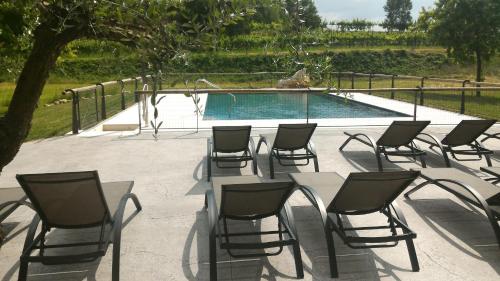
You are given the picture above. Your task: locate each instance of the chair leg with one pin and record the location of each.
(446, 159)
(422, 160)
(271, 166)
(332, 257)
(413, 255)
(488, 160)
(261, 140)
(23, 269)
(299, 268)
(316, 165)
(209, 168)
(379, 160)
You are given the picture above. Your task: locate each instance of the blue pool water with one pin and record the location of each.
(288, 106)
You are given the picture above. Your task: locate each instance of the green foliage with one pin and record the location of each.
(398, 15)
(354, 25)
(467, 28)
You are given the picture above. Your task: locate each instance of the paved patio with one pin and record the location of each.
(168, 239)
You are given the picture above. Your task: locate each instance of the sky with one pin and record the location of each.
(364, 9)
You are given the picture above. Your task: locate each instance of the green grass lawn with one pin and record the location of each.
(47, 121)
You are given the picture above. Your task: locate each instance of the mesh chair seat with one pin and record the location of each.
(10, 199)
(360, 193)
(400, 134)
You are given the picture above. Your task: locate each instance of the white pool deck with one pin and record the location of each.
(178, 112)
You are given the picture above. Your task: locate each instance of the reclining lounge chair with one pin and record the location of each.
(398, 134)
(284, 144)
(230, 144)
(359, 194)
(466, 133)
(467, 187)
(10, 199)
(247, 198)
(75, 200)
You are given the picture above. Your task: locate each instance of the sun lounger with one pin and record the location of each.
(400, 134)
(79, 201)
(359, 194)
(466, 133)
(470, 188)
(291, 142)
(248, 198)
(231, 144)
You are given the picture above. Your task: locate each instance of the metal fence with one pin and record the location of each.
(92, 104)
(95, 103)
(301, 105)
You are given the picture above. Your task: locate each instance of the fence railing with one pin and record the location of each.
(94, 103)
(462, 100)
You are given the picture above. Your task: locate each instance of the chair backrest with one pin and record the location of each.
(255, 200)
(401, 133)
(67, 200)
(467, 131)
(369, 192)
(229, 139)
(293, 136)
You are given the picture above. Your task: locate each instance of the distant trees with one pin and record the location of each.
(398, 15)
(469, 29)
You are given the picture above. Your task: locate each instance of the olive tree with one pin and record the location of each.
(157, 28)
(469, 29)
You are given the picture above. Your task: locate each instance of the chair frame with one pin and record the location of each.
(476, 148)
(286, 226)
(480, 202)
(413, 150)
(274, 152)
(35, 242)
(12, 206)
(396, 220)
(248, 155)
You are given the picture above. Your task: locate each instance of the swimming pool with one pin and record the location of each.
(289, 106)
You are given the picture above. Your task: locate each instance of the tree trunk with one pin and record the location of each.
(15, 125)
(479, 70)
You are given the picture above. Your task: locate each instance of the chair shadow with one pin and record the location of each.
(356, 264)
(78, 271)
(229, 267)
(8, 232)
(457, 220)
(366, 161)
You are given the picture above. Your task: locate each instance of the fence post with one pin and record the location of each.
(370, 83)
(75, 126)
(103, 101)
(392, 86)
(136, 85)
(462, 99)
(122, 93)
(419, 89)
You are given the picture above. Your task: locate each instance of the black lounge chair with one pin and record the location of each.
(247, 198)
(398, 134)
(284, 144)
(466, 133)
(230, 144)
(359, 194)
(467, 187)
(494, 172)
(10, 199)
(75, 200)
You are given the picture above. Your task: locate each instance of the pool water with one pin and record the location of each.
(289, 106)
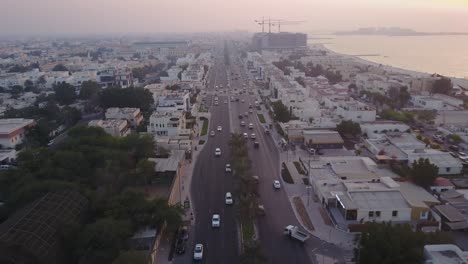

◆ ◆ ◆

Task details: Convert all of the data above into a numbered list, omitting any blank lines and leaving out the pictures.

Expected output:
1. You are given the picture above. Your task: locate each instance of the chair leg with one pin and record the location of each.
2. (446, 159)
3. (422, 160)
4. (271, 166)
5. (332, 257)
6. (413, 255)
7. (488, 160)
8. (261, 140)
9. (23, 269)
10. (299, 268)
11. (316, 165)
12. (209, 168)
13. (379, 160)
14. You are given the picture above. Your task: locate each instance of the blue pool water with one pin and record the location of each.
15. (288, 106)
16. You are given the picture above. Your task: locate each instance of the green foliage with one pin and record the location of each.
17. (398, 15)
18. (354, 25)
19. (467, 28)
20. You are given the picture above. Your task: locate each instance of the paved patio with one pin and record the location of each.
21. (168, 239)
22. You are given the picture above. Your task: locate each instance of the sky with one pin and record the location of each.
23. (364, 9)
24. You are given the picture above. Your task: locate each instance of the green grass lawn with one pin and record the location of each.
25. (47, 121)
26. You are given the picture above. Your task: locate each instance of the mesh chair seat with one pin and record the location of each.
27. (10, 199)
28. (360, 193)
29. (400, 134)
30. You are given the picture above. Your task: locate each instance of the white pool deck with one pin and record the location of each.
31. (178, 112)
32. You are given the picture above. Your task: locate each instance of the reclining lounge chair with one pin and record the location of each.
33. (398, 134)
34. (284, 144)
35. (230, 144)
36. (359, 194)
37. (466, 133)
38. (467, 187)
39. (10, 199)
40. (247, 198)
41. (75, 200)
42. You are given the picture above. Your task: locate each instance of the sun lounger with one pin and record the location of each.
43. (400, 134)
44. (79, 201)
45. (359, 194)
46. (466, 133)
47. (470, 188)
48. (291, 142)
49. (248, 198)
50. (231, 144)
51. You are given the picture above. Your task: locate each instance of the metal fence with one pin and record the location of each.
52. (92, 104)
53. (95, 103)
54. (301, 105)
55. You are given the picture above. Your task: locate each instance of the fence railing with one pin and record the location of each.
56. (94, 103)
57. (462, 100)
58. You are given the picture above. Your task: locate each instance of the chair backrest with one pin and record the location of each.
59. (255, 200)
60. (401, 133)
61. (67, 200)
62. (467, 131)
63. (369, 192)
64. (229, 139)
65. (293, 136)
66. You are given the picture above. Your task: locate each instance of the distant trees with one pin and record the location of each.
67. (398, 15)
68. (469, 29)
69. You are given the picture above. Your task: locate each instance of the olive tree with one pin and record the location of each.
70. (157, 28)
71. (469, 29)
72. You are given the picture above. Your task: locate each instance of the chair frame with one pin and record the location of each.
73. (476, 148)
74. (286, 226)
75. (480, 202)
76. (413, 150)
77. (274, 152)
78. (35, 242)
79. (12, 206)
80. (396, 220)
81. (248, 155)
82. You are given the picture above. Your task: locate each instance of the swimming pool with one pin and record the location of each.
83. (289, 106)
84. You are given the picture above. Your task: locate each instance of the tree trunk with one pin and record the location of each.
85. (15, 125)
86. (479, 70)
87. You are given the picture above. Your task: locate each instance of the chair shadow with one pin and record the location of each.
88. (356, 264)
89. (78, 271)
90. (229, 267)
91. (8, 232)
92. (457, 220)
93. (366, 161)
94. You are given the picture above. Your task: locate each instance of the fence post with one pin and record the location of each.
95. (370, 83)
96. (75, 126)
97. (103, 101)
98. (392, 86)
99. (136, 85)
100. (462, 99)
101. (122, 93)
102. (419, 89)
103. You are given the picture above. Your task: locate each instance of the black lounge chair with one pin and record the location of each.
104. (247, 198)
105. (398, 134)
106. (284, 144)
107. (466, 133)
108. (230, 144)
109. (359, 194)
110. (467, 187)
111. (494, 172)
112. (10, 199)
113. (75, 200)
114. You are given the picture above. Your task: locate each instance of the pool water with one pin and record the location of each.
115. (289, 106)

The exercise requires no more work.